EXERCISE GOAL
Pick out each line below that contains the string "Segment", treating uppercase and lowercase as different.

--- START OF DATA ENTRIES ---

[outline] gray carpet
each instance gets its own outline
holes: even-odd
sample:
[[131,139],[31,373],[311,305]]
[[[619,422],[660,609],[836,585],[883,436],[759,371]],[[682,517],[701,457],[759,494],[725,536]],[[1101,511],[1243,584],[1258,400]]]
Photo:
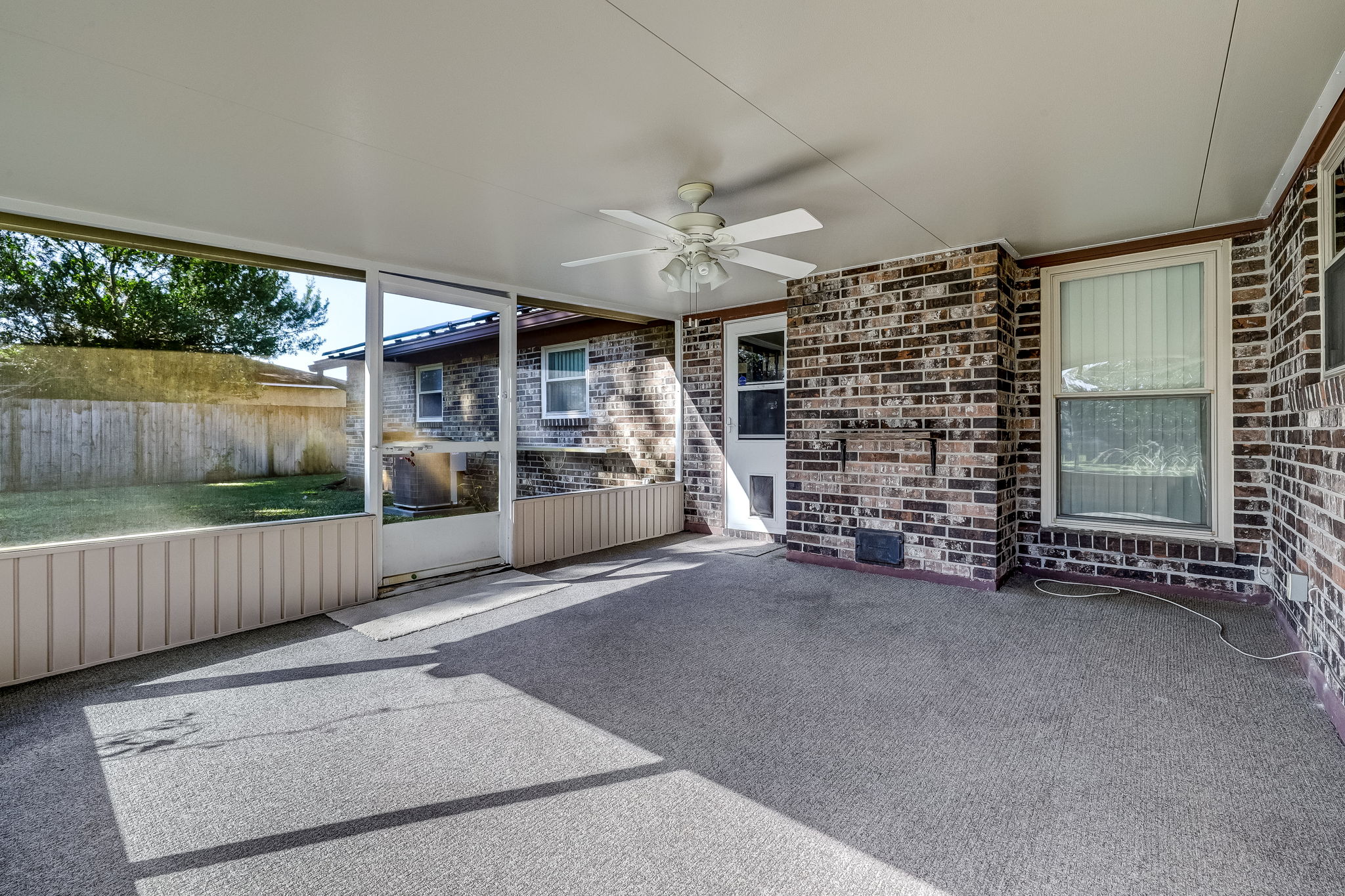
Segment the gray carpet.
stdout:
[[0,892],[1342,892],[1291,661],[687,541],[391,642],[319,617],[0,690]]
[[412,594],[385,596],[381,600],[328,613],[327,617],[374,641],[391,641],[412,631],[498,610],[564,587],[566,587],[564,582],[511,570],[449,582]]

--- END OF DATA ENTRIES ---
--- START OF DATA ENTRIES ---

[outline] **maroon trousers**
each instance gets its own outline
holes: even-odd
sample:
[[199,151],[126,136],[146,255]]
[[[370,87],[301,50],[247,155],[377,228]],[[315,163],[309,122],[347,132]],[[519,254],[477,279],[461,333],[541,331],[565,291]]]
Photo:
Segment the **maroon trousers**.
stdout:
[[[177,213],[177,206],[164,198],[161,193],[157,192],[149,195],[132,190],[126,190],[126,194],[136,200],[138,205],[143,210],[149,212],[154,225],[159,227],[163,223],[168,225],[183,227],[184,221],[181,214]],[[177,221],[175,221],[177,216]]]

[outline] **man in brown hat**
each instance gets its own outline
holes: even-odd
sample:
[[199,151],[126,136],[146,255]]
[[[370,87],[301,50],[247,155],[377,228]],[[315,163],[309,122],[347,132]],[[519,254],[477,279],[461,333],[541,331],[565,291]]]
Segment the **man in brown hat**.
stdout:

--- END OF DATA ENTRIES ---

SOLUTION TO THE PROBLEM
Segment the gray carpet.
Segment the **maroon trousers**.
Segment the **man in brown hat**.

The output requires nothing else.